- TASK DETAILS: From the entries below, work out how many lines contain the string "Target"; answer with the number alone.

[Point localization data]
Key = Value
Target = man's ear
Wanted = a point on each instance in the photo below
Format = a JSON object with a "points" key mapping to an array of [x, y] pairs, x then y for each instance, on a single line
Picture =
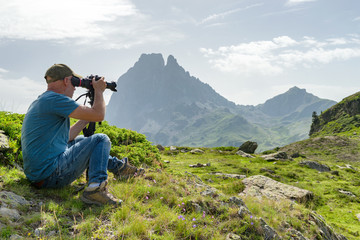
{"points": [[67, 81]]}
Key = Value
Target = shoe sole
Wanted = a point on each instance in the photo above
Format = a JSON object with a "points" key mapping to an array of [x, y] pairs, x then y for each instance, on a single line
{"points": [[88, 201]]}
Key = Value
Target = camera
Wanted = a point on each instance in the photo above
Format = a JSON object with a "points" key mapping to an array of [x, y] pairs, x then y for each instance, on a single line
{"points": [[87, 83]]}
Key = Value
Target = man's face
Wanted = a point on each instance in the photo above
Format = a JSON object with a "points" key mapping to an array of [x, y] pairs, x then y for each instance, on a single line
{"points": [[70, 89]]}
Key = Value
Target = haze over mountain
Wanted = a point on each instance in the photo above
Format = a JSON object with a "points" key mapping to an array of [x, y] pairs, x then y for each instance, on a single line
{"points": [[171, 107]]}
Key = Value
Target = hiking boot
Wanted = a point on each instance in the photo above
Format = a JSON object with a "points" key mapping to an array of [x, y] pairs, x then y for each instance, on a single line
{"points": [[128, 171], [99, 196]]}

- ANSWER SECTION: 6